* [Objective] Copy every one of the entries below word for word, keeping each line in its original order.

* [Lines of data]
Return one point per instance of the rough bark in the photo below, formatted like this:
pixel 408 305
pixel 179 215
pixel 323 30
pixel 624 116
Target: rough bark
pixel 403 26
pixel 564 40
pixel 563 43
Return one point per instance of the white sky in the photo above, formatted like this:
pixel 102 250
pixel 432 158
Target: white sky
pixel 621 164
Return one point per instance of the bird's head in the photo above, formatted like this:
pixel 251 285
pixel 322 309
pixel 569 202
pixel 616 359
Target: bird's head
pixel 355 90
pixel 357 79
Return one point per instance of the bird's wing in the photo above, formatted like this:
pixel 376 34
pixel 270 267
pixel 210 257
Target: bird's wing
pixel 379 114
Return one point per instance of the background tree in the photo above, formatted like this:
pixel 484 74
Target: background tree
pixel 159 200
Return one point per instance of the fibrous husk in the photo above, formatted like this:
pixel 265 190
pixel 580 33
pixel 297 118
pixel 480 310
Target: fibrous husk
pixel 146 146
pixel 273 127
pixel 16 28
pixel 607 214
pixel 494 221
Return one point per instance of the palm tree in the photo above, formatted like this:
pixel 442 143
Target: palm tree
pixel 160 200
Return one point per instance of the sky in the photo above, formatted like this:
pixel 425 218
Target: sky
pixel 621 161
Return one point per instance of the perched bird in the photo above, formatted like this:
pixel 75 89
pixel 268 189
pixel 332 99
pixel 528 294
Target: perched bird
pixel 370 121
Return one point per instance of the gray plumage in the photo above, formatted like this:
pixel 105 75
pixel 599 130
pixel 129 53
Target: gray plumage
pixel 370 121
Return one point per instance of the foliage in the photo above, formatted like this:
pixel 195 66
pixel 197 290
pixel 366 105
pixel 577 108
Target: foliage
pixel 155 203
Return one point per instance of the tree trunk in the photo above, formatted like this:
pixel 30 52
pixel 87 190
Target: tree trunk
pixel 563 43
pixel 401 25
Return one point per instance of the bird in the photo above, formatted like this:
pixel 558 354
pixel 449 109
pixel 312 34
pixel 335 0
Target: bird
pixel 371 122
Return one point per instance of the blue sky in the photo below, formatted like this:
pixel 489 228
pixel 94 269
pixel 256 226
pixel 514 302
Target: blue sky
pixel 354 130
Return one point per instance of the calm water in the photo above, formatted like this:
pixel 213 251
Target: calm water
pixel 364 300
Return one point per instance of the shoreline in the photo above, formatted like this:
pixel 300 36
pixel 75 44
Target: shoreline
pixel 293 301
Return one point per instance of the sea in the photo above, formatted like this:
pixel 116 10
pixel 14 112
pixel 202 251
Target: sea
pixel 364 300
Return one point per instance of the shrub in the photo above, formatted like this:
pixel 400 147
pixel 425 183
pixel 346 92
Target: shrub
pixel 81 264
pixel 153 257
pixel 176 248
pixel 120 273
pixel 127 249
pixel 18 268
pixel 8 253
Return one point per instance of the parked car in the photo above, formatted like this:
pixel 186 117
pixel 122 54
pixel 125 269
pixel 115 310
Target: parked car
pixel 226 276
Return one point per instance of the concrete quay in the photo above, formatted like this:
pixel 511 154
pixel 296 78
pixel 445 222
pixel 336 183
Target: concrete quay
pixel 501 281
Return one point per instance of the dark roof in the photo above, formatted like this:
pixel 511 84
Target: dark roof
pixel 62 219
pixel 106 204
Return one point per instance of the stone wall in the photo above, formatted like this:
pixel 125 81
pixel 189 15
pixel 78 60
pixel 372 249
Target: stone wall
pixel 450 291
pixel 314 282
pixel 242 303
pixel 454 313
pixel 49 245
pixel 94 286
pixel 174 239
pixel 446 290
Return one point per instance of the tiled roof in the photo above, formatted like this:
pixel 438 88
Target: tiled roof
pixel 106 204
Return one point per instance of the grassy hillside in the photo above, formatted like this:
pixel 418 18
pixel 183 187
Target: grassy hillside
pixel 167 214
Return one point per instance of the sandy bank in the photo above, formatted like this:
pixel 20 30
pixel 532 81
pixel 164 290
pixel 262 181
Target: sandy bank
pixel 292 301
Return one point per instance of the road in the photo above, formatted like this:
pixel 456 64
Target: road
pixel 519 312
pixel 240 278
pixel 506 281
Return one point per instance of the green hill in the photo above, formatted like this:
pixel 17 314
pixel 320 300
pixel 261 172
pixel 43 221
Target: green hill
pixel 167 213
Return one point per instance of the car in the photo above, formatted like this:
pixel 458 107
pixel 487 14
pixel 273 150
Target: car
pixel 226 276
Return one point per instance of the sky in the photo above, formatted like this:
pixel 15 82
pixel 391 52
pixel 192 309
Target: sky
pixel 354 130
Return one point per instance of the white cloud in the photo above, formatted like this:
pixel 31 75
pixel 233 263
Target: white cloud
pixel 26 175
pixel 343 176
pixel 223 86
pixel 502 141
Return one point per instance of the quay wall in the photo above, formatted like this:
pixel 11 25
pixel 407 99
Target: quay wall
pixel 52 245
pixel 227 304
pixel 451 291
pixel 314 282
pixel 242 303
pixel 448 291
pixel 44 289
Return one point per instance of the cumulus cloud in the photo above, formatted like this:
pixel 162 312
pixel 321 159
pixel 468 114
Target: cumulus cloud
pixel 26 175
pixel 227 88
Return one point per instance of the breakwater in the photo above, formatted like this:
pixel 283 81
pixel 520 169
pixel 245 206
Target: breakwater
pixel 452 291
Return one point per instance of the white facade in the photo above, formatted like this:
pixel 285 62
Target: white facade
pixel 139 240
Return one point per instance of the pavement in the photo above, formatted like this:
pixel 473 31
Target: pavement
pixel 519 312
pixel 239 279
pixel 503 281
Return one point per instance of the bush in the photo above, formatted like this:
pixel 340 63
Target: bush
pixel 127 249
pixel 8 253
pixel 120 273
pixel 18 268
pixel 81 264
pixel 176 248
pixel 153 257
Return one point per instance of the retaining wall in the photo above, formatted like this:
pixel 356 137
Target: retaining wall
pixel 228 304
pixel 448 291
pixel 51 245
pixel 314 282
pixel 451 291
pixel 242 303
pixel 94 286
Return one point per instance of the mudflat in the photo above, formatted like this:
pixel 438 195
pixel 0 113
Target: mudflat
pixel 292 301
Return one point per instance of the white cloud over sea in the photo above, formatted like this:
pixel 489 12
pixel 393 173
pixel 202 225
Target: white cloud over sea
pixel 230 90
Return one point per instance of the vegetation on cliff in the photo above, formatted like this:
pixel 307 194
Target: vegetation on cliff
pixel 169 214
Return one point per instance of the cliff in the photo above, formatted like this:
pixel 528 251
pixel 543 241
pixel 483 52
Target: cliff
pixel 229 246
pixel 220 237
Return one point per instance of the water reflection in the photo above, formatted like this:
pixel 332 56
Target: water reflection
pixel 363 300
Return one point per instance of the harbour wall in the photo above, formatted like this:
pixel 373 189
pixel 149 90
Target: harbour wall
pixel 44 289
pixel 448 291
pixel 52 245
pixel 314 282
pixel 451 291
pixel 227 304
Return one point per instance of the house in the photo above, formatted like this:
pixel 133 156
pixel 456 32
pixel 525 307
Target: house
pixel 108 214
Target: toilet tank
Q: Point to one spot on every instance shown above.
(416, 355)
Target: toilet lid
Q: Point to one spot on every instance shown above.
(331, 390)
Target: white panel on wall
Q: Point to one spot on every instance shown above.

* [Correct answer]
Return one point per instance of the rough bark in the photo below, formatted like this:
pixel 408 305
pixel 179 215
pixel 323 30
pixel 624 116
Target: rough bark
pixel 403 26
pixel 564 40
pixel 563 43
Return one point per instance of the white sky in the photo above, formatted like this:
pixel 102 250
pixel 432 158
Target: white sky
pixel 621 164
Return one point per instance of the bird's head in the photo above, formatted like this:
pixel 251 285
pixel 322 309
pixel 569 202
pixel 616 359
Target: bird's head
pixel 355 90
pixel 357 79
Return one point per instance of the bird's wing in the photo above, formatted like this:
pixel 376 34
pixel 270 267
pixel 210 257
Target: bird's wing
pixel 379 114
Return one point per instance of the background tree in the photo above, formatted like this:
pixel 484 74
Target: background tree
pixel 159 200
Return one point per instance of the fibrous husk in the photo above, formatted like this:
pixel 265 190
pixel 580 33
pixel 297 118
pixel 480 310
Target: fibrous husk
pixel 146 146
pixel 273 127
pixel 16 28
pixel 607 214
pixel 494 221
Return one point per instance of the palm tree in the photo above, formatted like this:
pixel 442 143
Target: palm tree
pixel 160 200
Return one point per instance of the sky in the photo above, formatted like this:
pixel 425 218
Target: sky
pixel 621 161
Return one point per instance of the perched bird in the photo above, formatted like this:
pixel 75 89
pixel 268 189
pixel 332 99
pixel 528 294
Target: perched bird
pixel 370 121
Return one point per instance of the gray plumage in the photo above, formatted like this:
pixel 105 75
pixel 599 130
pixel 129 53
Target: gray plumage
pixel 370 121
Return one point per instance of the foliage in the photo above, formatted like this:
pixel 195 66
pixel 197 290
pixel 366 105
pixel 577 108
Target: foliage
pixel 155 203
Return one point per instance of the tree trunk in the photo above, formatted like this:
pixel 30 52
pixel 87 190
Target: tree trunk
pixel 563 43
pixel 401 25
Return one point per instance of the bird in the photo above, formatted like this:
pixel 558 354
pixel 449 109
pixel 312 34
pixel 335 0
Target: bird
pixel 371 122
Return one point per instance of the blue sky in the photo below, formatted like this:
pixel 489 228
pixel 94 269
pixel 256 226
pixel 514 302
Target: blue sky
pixel 354 130
Return one point per instance of the calm water in the photo above, formatted like this:
pixel 213 251
Target: calm water
pixel 364 300
Return one point per instance of the shoreline in the photo above, formatted like this:
pixel 300 36
pixel 75 44
Target: shoreline
pixel 293 301
Return one point per instance of the sea in the photo above, formatted like this:
pixel 116 10
pixel 14 112
pixel 202 251
Target: sea
pixel 364 300
Return one point per instance of the shrub in the photo above, formatted like this:
pixel 400 147
pixel 425 183
pixel 346 92
Target: shrub
pixel 81 264
pixel 153 257
pixel 176 248
pixel 120 273
pixel 127 249
pixel 18 268
pixel 8 253
Return one point per instance of the parked car in the photo above, formatted like this:
pixel 186 117
pixel 122 54
pixel 125 269
pixel 115 310
Target: parked car
pixel 226 276
Return one point per instance of the concrete quay in the photo above, formatted like this:
pixel 511 154
pixel 296 78
pixel 445 222
pixel 336 183
Target: concrete quay
pixel 501 281
Return one point per instance of the dark roof in the photo above, formatted like this:
pixel 511 84
Target: dark roof
pixel 62 219
pixel 106 204
Return one point per instance of the stone wall in the photo above, formatted like this:
pixel 125 81
pixel 189 15
pixel 78 60
pixel 372 249
Target: stone wall
pixel 450 291
pixel 314 282
pixel 242 303
pixel 454 313
pixel 49 245
pixel 94 286
pixel 174 239
pixel 446 290
Return one point per instance of the tiled roof in the photo above, formatted like this:
pixel 438 88
Target: tiled roof
pixel 106 204
Return one point per instance of the grassy hillside in the photo above, formatted like this:
pixel 418 18
pixel 183 187
Target: grassy hillside
pixel 167 214
Return one point per instance of the sandy bank in the photo above, formatted like this:
pixel 20 30
pixel 532 81
pixel 164 290
pixel 262 181
Target: sandy bank
pixel 292 301
Return one point per instance of the road in the photo above, formatted like this:
pixel 456 64
Target: road
pixel 519 312
pixel 240 278
pixel 506 281
Return one point per instance of the green hill in the photo above, formatted like this:
pixel 17 314
pixel 320 300
pixel 261 172
pixel 43 221
Target: green hill
pixel 167 213
Return one point per instance of the car in the photo above, formatted like this:
pixel 458 107
pixel 487 14
pixel 273 150
Target: car
pixel 226 276
Return one point per instance of the sky in the photo above, formatted like this:
pixel 15 82
pixel 391 52
pixel 192 309
Target: sky
pixel 354 130
Return one point per instance of the white cloud in the photo above, formatted like this:
pixel 31 75
pixel 233 263
Target: white cloud
pixel 26 175
pixel 343 176
pixel 223 86
pixel 502 141
Return one point per instance of the quay wall in the photo above, formatted like this:
pixel 11 25
pixel 407 99
Target: quay wall
pixel 52 245
pixel 227 304
pixel 451 291
pixel 314 282
pixel 242 303
pixel 448 291
pixel 44 289
Return one point per instance of the cumulus cloud in the photo above, formatted like this:
pixel 162 312
pixel 321 159
pixel 468 114
Target: cumulus cloud
pixel 26 175
pixel 227 88
Return one point per instance of the breakwater in the photo above, formatted like this:
pixel 283 81
pixel 520 169
pixel 245 206
Target: breakwater
pixel 452 291
Return one point per instance of the white facade in the photo above, formatted like this:
pixel 285 62
Target: white facade
pixel 139 240
Return one point per instance of the pavement in the photo above, formatted like this:
pixel 473 31
Target: pavement
pixel 519 312
pixel 239 279
pixel 503 281
Return one point per instance of the bush in the photo above, formatted like this:
pixel 340 63
Target: bush
pixel 127 249
pixel 8 253
pixel 120 273
pixel 18 268
pixel 81 264
pixel 176 248
pixel 153 257
Return one point per instance of the retaining wall in the photo above, formatted like this:
pixel 356 137
Target: retaining wall
pixel 228 304
pixel 448 291
pixel 51 245
pixel 314 282
pixel 451 291
pixel 242 303
pixel 94 286
Return one point per instance of the mudflat in the photo above, formatted like this:
pixel 438 195
pixel 0 113
Target: mudflat
pixel 292 301
Return one point per instance of the white cloud over sea in the photo above, formatted like this:
pixel 489 12
pixel 393 173
pixel 202 225
Target: white cloud over sea
pixel 230 90
Return one point per instance of the vegetation on cliff in the photo above, formatted like this:
pixel 307 194
Target: vegetation on cliff
pixel 169 214
Return one point per instance of the cliff in the photo above, formatted like this:
pixel 528 251
pixel 543 241
pixel 483 52
Target: cliff
pixel 229 246
pixel 220 237
Return one point per instance of the water reflection in the photo above, formatted like this:
pixel 332 56
Target: water reflection
pixel 363 300
Return one point per instance of the harbour wall in the photo above, formatted like this:
pixel 373 189
pixel 149 90
Target: harbour wall
pixel 44 289
pixel 448 291
pixel 52 245
pixel 314 282
pixel 451 291
pixel 227 304
Return one point per instance of the house in the photo above, formatted like this:
pixel 133 156
pixel 456 32
pixel 525 307
Target: house
pixel 108 214
Target: toilet tank
Q: Point to one spot on every instance shown above.
(416, 355)
Target: toilet lid
Q: Point to one spot on every instance shown above.
(331, 390)
Target: white panel on wall
Q: Point to one spot on every instance shown above.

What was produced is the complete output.